**Task item**
The records below must be reproduced in full and without error.

BEGIN Information provided

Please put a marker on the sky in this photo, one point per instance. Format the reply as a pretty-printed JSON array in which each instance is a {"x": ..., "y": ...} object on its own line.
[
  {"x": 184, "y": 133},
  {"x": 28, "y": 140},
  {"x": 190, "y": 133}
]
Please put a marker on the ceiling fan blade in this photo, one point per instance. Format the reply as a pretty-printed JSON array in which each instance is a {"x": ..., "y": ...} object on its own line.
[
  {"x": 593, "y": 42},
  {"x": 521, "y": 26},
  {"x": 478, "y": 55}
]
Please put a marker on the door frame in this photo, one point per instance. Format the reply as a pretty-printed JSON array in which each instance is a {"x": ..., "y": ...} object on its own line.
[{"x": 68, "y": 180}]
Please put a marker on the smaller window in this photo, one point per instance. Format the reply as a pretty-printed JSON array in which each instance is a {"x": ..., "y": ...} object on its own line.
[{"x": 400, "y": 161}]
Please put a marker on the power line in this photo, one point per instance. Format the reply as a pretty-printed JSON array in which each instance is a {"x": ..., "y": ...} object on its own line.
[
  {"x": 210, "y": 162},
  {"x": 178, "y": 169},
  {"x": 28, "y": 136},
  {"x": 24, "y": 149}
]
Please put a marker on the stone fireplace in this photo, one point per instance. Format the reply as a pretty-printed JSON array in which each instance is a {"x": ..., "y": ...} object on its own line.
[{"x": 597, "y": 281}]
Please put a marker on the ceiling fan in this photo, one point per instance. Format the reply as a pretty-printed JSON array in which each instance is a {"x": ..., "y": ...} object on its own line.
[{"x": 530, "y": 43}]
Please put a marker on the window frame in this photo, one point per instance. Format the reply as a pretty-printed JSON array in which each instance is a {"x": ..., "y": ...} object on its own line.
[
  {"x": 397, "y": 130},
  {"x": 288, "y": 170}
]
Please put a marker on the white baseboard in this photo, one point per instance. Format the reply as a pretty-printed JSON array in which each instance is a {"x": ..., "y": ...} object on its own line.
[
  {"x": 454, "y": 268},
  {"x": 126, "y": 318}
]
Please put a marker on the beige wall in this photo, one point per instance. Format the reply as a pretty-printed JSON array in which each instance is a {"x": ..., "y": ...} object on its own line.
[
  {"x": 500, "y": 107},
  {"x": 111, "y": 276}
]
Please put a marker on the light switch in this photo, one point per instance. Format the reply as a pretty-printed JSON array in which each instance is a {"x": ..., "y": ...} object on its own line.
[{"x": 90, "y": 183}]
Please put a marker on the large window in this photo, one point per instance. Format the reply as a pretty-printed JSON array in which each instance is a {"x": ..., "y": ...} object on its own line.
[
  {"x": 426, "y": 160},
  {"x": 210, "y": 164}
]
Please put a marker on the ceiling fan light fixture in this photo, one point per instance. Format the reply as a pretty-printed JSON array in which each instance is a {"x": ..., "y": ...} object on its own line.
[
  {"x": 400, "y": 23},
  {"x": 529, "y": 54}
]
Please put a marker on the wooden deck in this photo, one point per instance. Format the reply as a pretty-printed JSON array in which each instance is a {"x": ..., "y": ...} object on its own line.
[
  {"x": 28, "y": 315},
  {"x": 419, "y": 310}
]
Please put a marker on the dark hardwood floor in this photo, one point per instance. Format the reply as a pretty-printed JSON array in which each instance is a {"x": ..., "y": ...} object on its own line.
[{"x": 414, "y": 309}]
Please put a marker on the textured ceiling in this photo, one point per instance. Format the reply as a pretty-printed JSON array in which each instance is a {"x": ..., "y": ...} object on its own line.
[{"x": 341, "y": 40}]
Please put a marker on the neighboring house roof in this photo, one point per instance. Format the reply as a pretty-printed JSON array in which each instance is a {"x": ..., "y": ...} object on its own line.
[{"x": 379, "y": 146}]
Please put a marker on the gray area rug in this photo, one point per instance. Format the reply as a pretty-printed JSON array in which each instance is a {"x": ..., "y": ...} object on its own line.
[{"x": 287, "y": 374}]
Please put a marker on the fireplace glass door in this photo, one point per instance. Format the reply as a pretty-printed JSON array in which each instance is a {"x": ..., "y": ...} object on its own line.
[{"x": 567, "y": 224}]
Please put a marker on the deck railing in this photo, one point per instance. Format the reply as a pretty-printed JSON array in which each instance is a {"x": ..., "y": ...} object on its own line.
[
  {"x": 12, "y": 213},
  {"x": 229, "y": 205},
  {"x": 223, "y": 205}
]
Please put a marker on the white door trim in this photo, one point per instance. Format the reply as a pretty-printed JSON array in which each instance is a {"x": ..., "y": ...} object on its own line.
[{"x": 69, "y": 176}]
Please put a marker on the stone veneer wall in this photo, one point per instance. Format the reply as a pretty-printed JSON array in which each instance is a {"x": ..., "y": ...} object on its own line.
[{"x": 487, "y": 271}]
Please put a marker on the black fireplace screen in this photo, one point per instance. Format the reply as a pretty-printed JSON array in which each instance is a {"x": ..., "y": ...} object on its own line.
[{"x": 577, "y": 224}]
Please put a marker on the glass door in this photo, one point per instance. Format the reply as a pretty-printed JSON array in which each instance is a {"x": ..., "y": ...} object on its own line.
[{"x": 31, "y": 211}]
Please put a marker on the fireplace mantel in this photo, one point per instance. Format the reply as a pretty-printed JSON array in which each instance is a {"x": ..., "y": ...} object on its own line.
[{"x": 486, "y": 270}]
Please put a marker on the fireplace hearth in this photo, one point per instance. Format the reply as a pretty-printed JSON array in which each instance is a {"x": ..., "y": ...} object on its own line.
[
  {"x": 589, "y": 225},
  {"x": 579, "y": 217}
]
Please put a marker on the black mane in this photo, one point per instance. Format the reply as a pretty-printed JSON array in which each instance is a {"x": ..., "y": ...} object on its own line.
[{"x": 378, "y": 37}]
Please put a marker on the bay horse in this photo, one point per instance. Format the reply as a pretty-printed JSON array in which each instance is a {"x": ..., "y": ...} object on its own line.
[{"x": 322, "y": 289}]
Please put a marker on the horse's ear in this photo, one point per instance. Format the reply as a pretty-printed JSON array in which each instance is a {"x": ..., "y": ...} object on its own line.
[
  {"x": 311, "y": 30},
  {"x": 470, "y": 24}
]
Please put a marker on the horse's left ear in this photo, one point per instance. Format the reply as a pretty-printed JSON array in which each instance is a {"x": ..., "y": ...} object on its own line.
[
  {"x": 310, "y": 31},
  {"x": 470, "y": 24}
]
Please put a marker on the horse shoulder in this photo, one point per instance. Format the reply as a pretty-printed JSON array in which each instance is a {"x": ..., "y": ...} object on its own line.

END Information provided

**Answer to this exercise**
Please put a marker on the sky in this photo, one point per instance. Format the reply as a pretty-printed JSON array in which each instance is a {"x": ..., "y": ...} object on its own line.
[
  {"x": 184, "y": 133},
  {"x": 28, "y": 140},
  {"x": 190, "y": 133}
]
Please put a marker on the ceiling fan blade in this photo, one point per instance. Format the reply as a pretty-printed JSON array in which each instance is a {"x": ..., "y": ...} object on its own line.
[
  {"x": 593, "y": 42},
  {"x": 521, "y": 26},
  {"x": 478, "y": 55}
]
Please put a marker on the door frame in this photo, one point per instance. Format the reply as a pretty-printed JSON array in which each instance is a {"x": ..., "y": ...} object on its own line.
[{"x": 68, "y": 180}]
Please put a marker on the smaller window in this photo, one point per instance. Format the reply as a pretty-printed JSON array in which each instance is a {"x": ..., "y": ...} object on its own line.
[{"x": 400, "y": 161}]
Please put a marker on the power line in this photo, one point per instance. Format the reply as a pretty-printed JSON array in which each instance is a {"x": ..., "y": ...} object on its own line.
[
  {"x": 210, "y": 162},
  {"x": 178, "y": 169},
  {"x": 28, "y": 136},
  {"x": 24, "y": 149}
]
Please put a marker on the stone fireplace in this photo, one point per instance. Format the reply as a pretty-printed JSON array in which each instance is a {"x": ..., "y": ...} object on its own line.
[{"x": 597, "y": 281}]
Please put a marker on the ceiling fan in this photo, one point per instance. Format the reply as a pretty-printed JSON array in which each instance is a {"x": ..., "y": ...} object on its own line.
[{"x": 530, "y": 43}]
Please put a marker on the window frame in this photo, one point per instance. Format the reply as a pretty-printed JSON array in which each instance is a {"x": ..., "y": ...} object on its own line.
[
  {"x": 397, "y": 130},
  {"x": 288, "y": 170}
]
Please put a marker on the white baseboard in this photo, one point per instance. Format the reply as a pretty-printed JSON array in which each instance is a {"x": ..., "y": ...} object on its own line.
[
  {"x": 454, "y": 268},
  {"x": 126, "y": 318}
]
Please put a marker on the beige wall in this photo, one point per instance. Format the reply as a pretty-printed JSON array in which each instance is a {"x": ..., "y": ...} object on its own line.
[
  {"x": 500, "y": 107},
  {"x": 111, "y": 276}
]
Please put a marker on the light switch in this photo, one point per instance. Format the reply as a pretty-printed JSON array in which each instance is a {"x": ..., "y": ...} object on its own line.
[{"x": 90, "y": 183}]
Please put a marker on the large window in this photo, one point per instance. Format the reply as a pretty-printed JSON array in which each instance is a {"x": ..., "y": ...} object on its own line.
[
  {"x": 426, "y": 160},
  {"x": 210, "y": 164}
]
Please put a marker on the ceiling fan light fixture in this photo, one point per instance. Format the reply as a pretty-printed JSON array in which each instance is a {"x": ..., "y": ...} object on its own line.
[
  {"x": 400, "y": 23},
  {"x": 529, "y": 54}
]
Please put a marker on the wooden deck in this photo, one point per instance. Format the reply as a pretty-printed JSON array in which each instance is a {"x": ..., "y": ...} object on its own line.
[
  {"x": 28, "y": 315},
  {"x": 419, "y": 310}
]
Please put a marker on the dark hardwood floor in this photo, one point per instance. Format the reply as a pretty-printed JSON array in which each instance is a {"x": ..., "y": ...} object on its own line.
[{"x": 414, "y": 309}]
Please put a marker on the textured ceiling in this photo, one point per instance. Format the reply as a pretty-printed JSON array in which each instance is a {"x": ..., "y": ...} object on its own line.
[{"x": 341, "y": 40}]
Please put a marker on the neighboring house roof in this photo, one point per instance. Format the reply as a pretty-printed JSON array in which each instance is a {"x": ..., "y": ...} object on its own line.
[{"x": 379, "y": 146}]
Please put a marker on the gray area rug in this photo, one point per instance. Format the reply as a pretty-printed JSON array in which each instance is a {"x": ..., "y": ...} object on its own line.
[{"x": 287, "y": 374}]
Please put a marker on the fireplace glass door in this photo, one point per instance. Format the reply as a pretty-printed JSON array in which each instance is a {"x": ..., "y": ...} object on its own line.
[{"x": 567, "y": 224}]
Please put a marker on the deck railing in this photo, one point per instance. Format the reply as a pretty-printed JSON array in which each instance is a {"x": ..., "y": ...} object on its own line.
[
  {"x": 12, "y": 213},
  {"x": 229, "y": 205},
  {"x": 223, "y": 205}
]
Please put a marker on the white door trim in this photo, one point per instance. Format the reply as a pretty-printed JSON array in which each instance is a {"x": ..., "y": ...} object on its own line.
[{"x": 69, "y": 176}]
Please put a marker on the stone veneer wall in this photo, one point per instance. Format the reply as a pretty-printed JSON array in which each instance is a {"x": ..., "y": ...} object on its own line.
[{"x": 487, "y": 271}]
Please put a marker on the black fireplace screen in this photo, one point per instance. Format the reply as a pretty-printed JSON array in which each instance is a {"x": ..., "y": ...} object on its own line.
[{"x": 577, "y": 224}]
Please put a marker on the glass door in this photo, one point per instance. Format the reply as a pretty-printed JSON array in which each instance is a {"x": ..., "y": ...} object on its own line.
[{"x": 31, "y": 211}]
Please put a marker on the fireplace mantel in this photo, one point per instance. Format the reply as a pretty-printed JSON array in which each instance is a {"x": ..., "y": ...} object on its own line.
[{"x": 486, "y": 270}]
Please put a marker on the fireplace hearth in this photo, one point per instance. Format the reply as a pretty-printed JSON array in which each instance is a {"x": ..., "y": ...} object on its own line.
[
  {"x": 589, "y": 225},
  {"x": 579, "y": 217}
]
Please put a marker on the black mane in this photo, one point per instance. Format the reply as a pretty-printed JSON array in which each instance is a {"x": ..., "y": ...} object on its own line.
[{"x": 378, "y": 37}]
Please put a marker on the bay horse in this photo, one point per instance. Format the reply as a pretty-printed JSON array in which each instance is a {"x": ..., "y": ...} object on its own line.
[{"x": 322, "y": 289}]
Please put a marker on the horse's ear in this photo, one point per instance. Format the reply as a pretty-printed JSON array in which each instance is a {"x": ..., "y": ...} object on its own line.
[
  {"x": 311, "y": 30},
  {"x": 470, "y": 24}
]
Please put a marker on the horse's left ear in this photo, one point per instance. Format the reply as a pretty-printed JSON array in which each instance is a {"x": ..., "y": ...} object on its own line.
[
  {"x": 310, "y": 31},
  {"x": 470, "y": 24}
]
Please put a marker on the horse shoulder in this photo, one point per instance. Format the reply as a pretty-printed JSON array in which each instance is a {"x": ..., "y": ...} object on its own line.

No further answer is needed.